Looking at the entries, how many lines hold the word "inflatable"? State the number by itself.

**DATASET RECORDS**
>>>

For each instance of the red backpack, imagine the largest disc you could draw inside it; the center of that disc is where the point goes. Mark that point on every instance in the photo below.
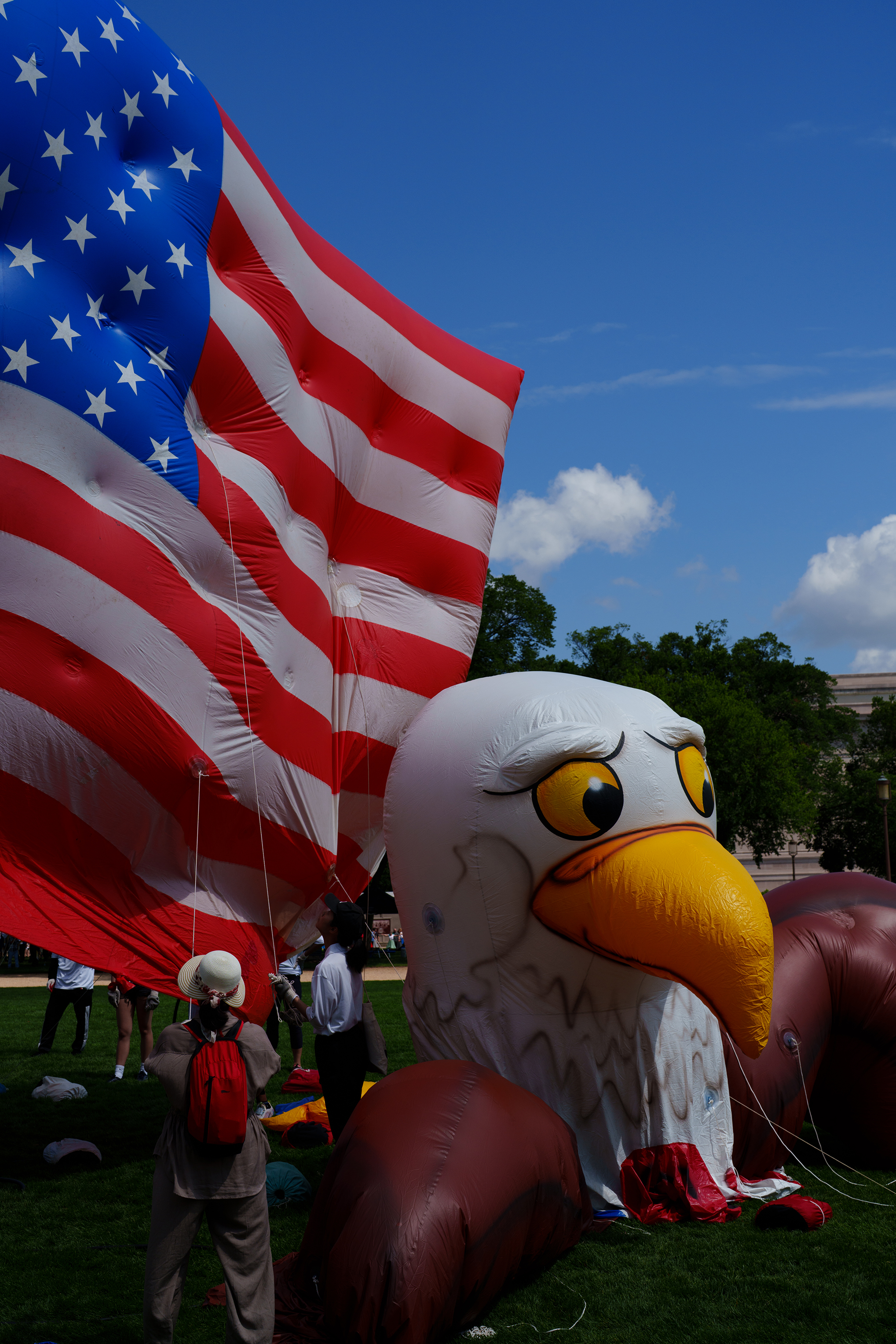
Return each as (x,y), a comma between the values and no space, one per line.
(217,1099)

<<<
>>>

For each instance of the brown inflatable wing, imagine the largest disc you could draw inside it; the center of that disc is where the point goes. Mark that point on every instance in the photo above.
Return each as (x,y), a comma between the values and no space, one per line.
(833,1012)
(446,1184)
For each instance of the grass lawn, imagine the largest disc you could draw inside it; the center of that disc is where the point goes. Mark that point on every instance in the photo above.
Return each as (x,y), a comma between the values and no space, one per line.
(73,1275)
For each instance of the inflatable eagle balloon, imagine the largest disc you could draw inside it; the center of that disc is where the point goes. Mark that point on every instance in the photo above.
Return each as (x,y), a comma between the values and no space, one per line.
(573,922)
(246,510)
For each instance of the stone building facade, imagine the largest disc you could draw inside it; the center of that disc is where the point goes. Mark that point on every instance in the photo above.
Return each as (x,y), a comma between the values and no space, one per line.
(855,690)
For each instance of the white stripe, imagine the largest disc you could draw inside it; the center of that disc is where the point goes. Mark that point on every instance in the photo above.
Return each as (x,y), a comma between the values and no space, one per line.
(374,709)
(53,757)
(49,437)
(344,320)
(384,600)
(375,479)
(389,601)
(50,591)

<<<

**SOLUTION TO THIS EXERCISE**
2